Retype precisely the section of the data that starts at the line containing "Point to the white animal" and runs to its final line, ends included.

┌─ Exercise input

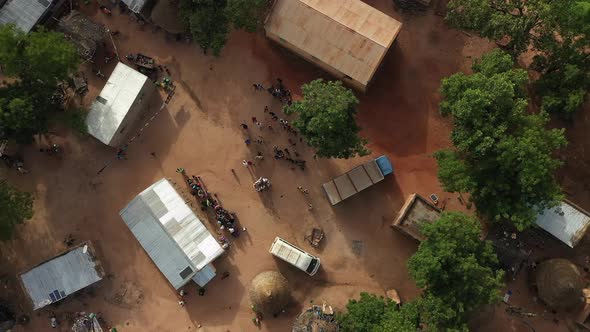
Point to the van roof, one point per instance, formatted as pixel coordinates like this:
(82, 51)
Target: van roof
(291, 253)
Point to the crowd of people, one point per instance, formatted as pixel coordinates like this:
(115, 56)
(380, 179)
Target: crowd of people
(289, 154)
(225, 220)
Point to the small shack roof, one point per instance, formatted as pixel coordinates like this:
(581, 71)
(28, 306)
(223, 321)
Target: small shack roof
(170, 233)
(84, 33)
(135, 6)
(62, 275)
(23, 13)
(113, 103)
(416, 210)
(314, 320)
(347, 35)
(567, 222)
(165, 15)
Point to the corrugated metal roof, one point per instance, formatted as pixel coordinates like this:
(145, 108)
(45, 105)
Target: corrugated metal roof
(566, 222)
(170, 233)
(61, 276)
(347, 35)
(23, 13)
(111, 106)
(135, 5)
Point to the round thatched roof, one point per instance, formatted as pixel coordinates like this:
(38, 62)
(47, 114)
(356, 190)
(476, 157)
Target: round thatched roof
(559, 283)
(270, 292)
(312, 321)
(165, 15)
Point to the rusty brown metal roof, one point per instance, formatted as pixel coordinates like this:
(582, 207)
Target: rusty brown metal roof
(347, 35)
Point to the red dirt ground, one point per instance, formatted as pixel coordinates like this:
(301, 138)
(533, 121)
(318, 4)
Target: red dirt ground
(200, 131)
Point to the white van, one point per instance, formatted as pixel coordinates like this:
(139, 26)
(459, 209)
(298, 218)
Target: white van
(295, 255)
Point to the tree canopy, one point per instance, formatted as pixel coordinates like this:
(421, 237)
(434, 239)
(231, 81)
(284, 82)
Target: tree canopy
(371, 313)
(503, 156)
(457, 271)
(37, 56)
(210, 21)
(558, 30)
(16, 207)
(326, 118)
(38, 61)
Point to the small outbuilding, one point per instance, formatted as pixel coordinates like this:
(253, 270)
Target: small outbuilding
(415, 211)
(119, 104)
(346, 38)
(270, 293)
(316, 319)
(172, 235)
(567, 222)
(61, 276)
(25, 14)
(140, 7)
(86, 34)
(559, 284)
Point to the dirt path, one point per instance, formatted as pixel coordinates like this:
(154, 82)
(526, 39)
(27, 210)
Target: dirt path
(200, 131)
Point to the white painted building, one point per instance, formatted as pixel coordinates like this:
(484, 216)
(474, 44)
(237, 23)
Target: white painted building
(172, 235)
(125, 95)
(61, 276)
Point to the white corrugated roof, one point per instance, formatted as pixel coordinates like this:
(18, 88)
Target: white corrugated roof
(170, 233)
(61, 276)
(111, 106)
(566, 222)
(135, 5)
(23, 13)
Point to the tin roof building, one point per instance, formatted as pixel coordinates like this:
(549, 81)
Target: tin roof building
(415, 211)
(23, 13)
(61, 276)
(347, 38)
(118, 105)
(567, 222)
(172, 235)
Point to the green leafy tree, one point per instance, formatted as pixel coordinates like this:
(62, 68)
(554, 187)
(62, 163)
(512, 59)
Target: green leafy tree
(38, 61)
(18, 118)
(558, 30)
(503, 156)
(371, 313)
(405, 319)
(326, 118)
(207, 22)
(16, 207)
(246, 14)
(210, 21)
(456, 270)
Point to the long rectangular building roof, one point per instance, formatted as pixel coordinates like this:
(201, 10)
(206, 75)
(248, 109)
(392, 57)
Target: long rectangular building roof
(347, 35)
(135, 6)
(567, 222)
(113, 103)
(170, 233)
(23, 13)
(62, 275)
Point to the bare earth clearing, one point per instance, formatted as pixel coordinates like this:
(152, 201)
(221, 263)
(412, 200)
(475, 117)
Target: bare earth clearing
(200, 131)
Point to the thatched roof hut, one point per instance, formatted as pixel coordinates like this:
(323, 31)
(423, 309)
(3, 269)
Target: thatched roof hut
(165, 15)
(270, 292)
(84, 33)
(559, 283)
(314, 320)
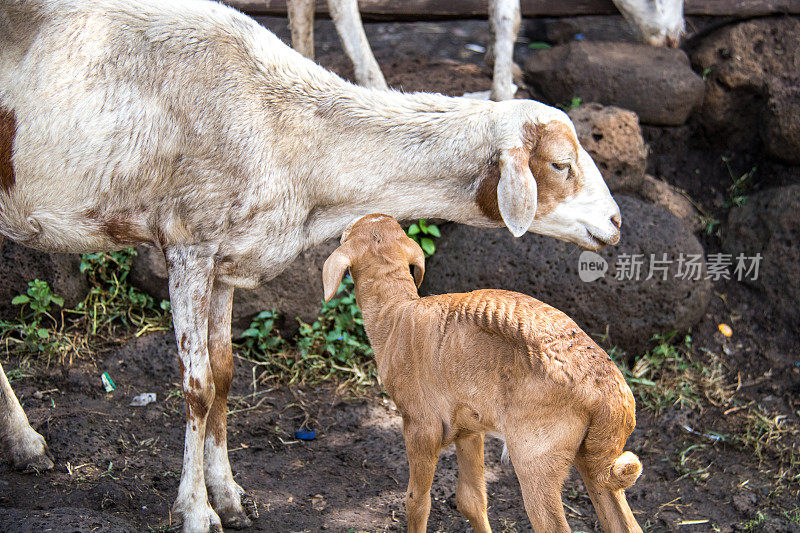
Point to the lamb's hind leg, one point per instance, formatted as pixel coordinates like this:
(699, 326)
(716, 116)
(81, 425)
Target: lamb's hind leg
(190, 282)
(227, 496)
(471, 491)
(422, 448)
(541, 468)
(24, 445)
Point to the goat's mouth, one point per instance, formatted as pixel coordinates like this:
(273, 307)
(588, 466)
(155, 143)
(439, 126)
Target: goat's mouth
(593, 242)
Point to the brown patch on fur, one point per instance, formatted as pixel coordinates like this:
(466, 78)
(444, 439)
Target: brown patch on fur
(556, 137)
(8, 130)
(542, 143)
(121, 227)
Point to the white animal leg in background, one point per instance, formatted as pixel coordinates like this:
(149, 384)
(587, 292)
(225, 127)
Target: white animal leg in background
(301, 22)
(351, 31)
(504, 20)
(25, 446)
(226, 495)
(658, 22)
(190, 282)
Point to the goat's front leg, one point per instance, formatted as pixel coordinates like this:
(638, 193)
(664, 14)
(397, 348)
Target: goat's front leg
(23, 444)
(351, 31)
(301, 23)
(504, 20)
(190, 281)
(227, 496)
(422, 448)
(471, 491)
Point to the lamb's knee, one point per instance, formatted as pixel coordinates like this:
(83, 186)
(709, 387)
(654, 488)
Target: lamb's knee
(470, 503)
(199, 391)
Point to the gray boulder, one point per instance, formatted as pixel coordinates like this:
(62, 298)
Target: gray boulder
(631, 310)
(752, 78)
(613, 138)
(297, 292)
(656, 83)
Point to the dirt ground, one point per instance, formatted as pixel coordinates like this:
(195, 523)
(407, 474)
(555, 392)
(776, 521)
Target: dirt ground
(118, 467)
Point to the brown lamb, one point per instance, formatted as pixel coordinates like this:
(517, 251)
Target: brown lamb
(459, 366)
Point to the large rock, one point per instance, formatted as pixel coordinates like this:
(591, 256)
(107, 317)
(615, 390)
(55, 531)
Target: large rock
(297, 292)
(752, 77)
(19, 265)
(769, 224)
(657, 83)
(674, 200)
(613, 138)
(547, 269)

└─

* **Output for this task**
Point to the white animal leg in background, one point per instance, formatted as pixel coordinates like this:
(149, 384)
(587, 292)
(225, 127)
Target: white animal leg in background
(301, 22)
(351, 31)
(504, 20)
(25, 446)
(226, 495)
(658, 22)
(190, 282)
Point to the goat's front leg, one point per instance, formatted as pixel coordinates like this:
(638, 193)
(664, 14)
(397, 348)
Target: goat's front leg
(23, 444)
(351, 31)
(301, 23)
(504, 20)
(190, 281)
(227, 496)
(422, 448)
(471, 491)
Point to the lamb's knee, one point per instance, formatted as pixel coordinates like this:
(83, 186)
(709, 387)
(654, 488)
Target: lamb's knee
(470, 503)
(199, 391)
Point to the gray boulder, one point per instance, formatted as pixel coordinates like this:
(62, 298)
Target: gray boulder
(631, 310)
(752, 78)
(613, 138)
(297, 292)
(656, 83)
Point to the dirt ground, one point per instance, formatted as pixel coordinates like this:
(195, 523)
(407, 474)
(555, 392)
(776, 521)
Target: dirt ground
(118, 467)
Point to the brown lamb, one point per instance, formatted as pixel coordinates like this:
(517, 251)
Target: brown lamb
(459, 366)
Point to the large rock, one point per instance, formatted as pixel coordinates like this:
(591, 256)
(107, 317)
(615, 390)
(55, 531)
Target: large rock
(297, 292)
(752, 77)
(19, 265)
(769, 224)
(657, 83)
(674, 200)
(613, 138)
(547, 269)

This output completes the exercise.